(Rows excerpted from a collection)
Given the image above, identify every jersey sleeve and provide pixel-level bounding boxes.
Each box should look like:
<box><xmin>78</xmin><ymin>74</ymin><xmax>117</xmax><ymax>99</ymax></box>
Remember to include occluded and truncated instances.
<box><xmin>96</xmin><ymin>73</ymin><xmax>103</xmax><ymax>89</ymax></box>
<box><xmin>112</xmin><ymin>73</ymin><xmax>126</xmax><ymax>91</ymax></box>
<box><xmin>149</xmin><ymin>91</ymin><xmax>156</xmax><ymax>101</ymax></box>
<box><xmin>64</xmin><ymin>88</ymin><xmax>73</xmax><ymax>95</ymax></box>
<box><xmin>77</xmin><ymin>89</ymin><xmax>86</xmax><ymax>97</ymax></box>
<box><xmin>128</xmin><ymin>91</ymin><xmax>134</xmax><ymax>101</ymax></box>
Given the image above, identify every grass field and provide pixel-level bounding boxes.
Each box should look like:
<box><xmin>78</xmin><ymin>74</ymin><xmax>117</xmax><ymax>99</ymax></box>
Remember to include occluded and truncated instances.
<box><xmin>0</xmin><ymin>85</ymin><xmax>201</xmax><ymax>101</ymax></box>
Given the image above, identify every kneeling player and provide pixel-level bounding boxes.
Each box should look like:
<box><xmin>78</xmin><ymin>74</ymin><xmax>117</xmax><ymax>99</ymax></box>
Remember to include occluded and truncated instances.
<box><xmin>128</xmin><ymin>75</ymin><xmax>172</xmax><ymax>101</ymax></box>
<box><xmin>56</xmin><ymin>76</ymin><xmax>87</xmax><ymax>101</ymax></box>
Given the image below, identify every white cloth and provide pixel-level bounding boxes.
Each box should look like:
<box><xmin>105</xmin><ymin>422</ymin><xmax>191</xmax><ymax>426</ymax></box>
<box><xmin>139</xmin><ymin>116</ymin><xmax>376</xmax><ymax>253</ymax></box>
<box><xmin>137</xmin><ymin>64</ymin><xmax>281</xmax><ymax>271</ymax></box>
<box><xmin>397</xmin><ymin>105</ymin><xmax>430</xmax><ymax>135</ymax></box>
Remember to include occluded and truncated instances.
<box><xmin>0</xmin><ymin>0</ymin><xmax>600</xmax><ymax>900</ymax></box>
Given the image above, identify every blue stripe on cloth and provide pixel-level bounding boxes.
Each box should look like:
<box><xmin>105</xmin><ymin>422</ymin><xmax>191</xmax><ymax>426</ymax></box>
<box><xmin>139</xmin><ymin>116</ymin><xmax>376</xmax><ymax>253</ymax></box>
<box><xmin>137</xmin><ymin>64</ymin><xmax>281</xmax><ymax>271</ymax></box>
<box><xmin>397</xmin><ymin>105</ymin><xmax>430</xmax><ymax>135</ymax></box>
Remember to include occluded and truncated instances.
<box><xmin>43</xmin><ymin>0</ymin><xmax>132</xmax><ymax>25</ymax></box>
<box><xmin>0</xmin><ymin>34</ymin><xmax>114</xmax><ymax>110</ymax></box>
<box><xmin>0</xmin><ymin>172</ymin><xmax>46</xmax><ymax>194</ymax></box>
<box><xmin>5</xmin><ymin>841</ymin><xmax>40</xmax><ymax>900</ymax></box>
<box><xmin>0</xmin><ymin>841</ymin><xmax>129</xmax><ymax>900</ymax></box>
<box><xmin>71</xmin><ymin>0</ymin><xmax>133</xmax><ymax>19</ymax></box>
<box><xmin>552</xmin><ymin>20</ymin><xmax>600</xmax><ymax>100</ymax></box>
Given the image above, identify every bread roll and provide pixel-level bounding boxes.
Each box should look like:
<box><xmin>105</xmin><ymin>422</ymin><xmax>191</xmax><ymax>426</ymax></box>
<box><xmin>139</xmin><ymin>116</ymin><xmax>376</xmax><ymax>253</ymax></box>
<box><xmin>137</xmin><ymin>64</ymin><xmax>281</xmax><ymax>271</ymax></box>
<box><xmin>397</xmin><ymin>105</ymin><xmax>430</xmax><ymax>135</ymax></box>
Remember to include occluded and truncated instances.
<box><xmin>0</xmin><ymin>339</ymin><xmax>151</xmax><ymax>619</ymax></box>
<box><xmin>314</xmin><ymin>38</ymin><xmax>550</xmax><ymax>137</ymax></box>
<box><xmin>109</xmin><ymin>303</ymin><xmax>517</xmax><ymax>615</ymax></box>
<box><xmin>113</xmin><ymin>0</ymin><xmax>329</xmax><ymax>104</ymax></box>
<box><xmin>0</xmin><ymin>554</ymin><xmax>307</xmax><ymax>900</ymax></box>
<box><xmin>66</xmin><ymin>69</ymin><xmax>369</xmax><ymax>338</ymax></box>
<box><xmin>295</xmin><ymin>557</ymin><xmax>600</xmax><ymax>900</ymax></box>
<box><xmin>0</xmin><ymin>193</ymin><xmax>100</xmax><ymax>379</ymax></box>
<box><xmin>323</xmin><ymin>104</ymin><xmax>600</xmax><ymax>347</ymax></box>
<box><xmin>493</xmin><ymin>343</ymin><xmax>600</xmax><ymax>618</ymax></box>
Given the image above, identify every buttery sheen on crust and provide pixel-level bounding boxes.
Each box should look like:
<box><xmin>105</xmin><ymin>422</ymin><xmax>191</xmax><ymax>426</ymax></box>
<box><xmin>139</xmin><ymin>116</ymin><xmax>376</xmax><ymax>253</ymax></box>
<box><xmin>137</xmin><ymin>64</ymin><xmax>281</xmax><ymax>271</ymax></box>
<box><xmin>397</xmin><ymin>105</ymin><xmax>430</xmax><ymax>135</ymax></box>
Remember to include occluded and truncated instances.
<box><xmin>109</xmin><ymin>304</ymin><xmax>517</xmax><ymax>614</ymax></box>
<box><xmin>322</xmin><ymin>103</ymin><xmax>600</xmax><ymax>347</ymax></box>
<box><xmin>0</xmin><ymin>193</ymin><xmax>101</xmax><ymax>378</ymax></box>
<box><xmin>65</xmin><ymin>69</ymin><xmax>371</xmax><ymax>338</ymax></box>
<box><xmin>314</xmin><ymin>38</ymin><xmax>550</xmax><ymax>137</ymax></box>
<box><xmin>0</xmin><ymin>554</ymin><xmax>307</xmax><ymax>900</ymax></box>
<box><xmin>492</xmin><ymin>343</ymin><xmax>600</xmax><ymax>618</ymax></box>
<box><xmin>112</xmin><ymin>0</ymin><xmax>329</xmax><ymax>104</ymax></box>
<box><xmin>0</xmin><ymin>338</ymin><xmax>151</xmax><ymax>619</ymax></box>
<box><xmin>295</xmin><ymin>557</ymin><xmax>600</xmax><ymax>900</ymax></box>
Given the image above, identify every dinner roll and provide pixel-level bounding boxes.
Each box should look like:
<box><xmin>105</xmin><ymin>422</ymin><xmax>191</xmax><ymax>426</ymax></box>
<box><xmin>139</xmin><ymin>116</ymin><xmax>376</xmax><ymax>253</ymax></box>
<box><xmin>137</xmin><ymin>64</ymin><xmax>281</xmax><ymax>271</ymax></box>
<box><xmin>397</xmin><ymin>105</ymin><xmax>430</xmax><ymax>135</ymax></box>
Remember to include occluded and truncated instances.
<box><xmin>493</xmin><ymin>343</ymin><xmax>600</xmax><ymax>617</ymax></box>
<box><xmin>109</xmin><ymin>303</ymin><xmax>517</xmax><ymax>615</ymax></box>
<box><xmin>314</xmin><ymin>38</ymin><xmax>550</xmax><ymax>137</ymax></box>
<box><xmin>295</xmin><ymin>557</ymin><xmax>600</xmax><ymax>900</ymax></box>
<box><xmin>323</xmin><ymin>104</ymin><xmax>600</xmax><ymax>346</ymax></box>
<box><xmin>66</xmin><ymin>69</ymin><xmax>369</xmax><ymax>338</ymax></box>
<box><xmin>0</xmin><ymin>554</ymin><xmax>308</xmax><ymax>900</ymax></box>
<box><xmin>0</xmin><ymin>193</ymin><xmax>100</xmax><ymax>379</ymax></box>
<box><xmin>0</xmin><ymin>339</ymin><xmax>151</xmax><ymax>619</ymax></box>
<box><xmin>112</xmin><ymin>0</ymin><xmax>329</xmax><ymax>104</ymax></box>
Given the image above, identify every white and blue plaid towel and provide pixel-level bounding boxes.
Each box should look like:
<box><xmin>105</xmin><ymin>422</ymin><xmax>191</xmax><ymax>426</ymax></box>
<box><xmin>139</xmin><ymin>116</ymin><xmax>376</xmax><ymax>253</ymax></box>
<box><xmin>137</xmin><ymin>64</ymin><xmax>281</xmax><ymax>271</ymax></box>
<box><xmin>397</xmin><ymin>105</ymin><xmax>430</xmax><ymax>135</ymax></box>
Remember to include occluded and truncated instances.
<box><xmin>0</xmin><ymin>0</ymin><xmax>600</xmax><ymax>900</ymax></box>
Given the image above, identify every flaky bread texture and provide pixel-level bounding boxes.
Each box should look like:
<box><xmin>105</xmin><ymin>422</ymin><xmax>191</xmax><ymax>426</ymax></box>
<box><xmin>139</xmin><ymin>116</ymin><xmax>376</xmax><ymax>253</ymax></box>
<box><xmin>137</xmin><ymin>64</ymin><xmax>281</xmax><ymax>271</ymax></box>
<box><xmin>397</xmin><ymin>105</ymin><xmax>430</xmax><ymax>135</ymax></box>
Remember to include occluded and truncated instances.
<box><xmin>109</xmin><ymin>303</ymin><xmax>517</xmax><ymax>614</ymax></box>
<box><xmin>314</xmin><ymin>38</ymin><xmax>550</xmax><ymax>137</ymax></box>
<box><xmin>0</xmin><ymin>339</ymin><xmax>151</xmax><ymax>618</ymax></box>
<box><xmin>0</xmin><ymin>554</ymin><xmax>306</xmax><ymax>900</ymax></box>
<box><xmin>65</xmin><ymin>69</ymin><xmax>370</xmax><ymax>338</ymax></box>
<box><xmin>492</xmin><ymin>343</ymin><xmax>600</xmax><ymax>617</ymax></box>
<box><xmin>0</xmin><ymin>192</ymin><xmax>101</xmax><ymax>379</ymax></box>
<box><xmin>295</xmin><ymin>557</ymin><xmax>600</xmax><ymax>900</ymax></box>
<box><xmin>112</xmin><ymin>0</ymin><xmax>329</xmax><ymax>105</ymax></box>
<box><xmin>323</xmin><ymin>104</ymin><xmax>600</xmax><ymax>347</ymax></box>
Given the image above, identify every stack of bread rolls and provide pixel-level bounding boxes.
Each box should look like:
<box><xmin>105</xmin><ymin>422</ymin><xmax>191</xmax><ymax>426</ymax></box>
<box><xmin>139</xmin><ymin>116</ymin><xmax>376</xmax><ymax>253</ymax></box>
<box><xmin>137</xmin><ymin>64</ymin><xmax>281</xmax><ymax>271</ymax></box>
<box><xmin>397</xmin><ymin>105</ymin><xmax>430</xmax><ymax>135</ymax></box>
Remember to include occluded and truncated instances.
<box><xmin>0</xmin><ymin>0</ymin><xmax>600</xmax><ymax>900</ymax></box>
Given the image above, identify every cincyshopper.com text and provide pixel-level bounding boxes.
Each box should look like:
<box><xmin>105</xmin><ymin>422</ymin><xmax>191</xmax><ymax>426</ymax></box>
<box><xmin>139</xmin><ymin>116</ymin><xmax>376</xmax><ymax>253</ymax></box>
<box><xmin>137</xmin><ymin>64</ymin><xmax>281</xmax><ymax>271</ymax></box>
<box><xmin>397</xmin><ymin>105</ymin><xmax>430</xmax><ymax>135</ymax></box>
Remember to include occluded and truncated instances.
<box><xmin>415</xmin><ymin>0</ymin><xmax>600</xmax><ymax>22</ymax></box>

TASK DETAILS:
Filter the rows above down to those that contain the string "blue", and copy each of those rows unchanged.

FULL RESPONSE:
Given the image above, identify every blue stripe on cloth and provide pixel-level bounding boxes.
Given the image above, identify every white and blue plaid towel and provide pixel-level bounding boxes.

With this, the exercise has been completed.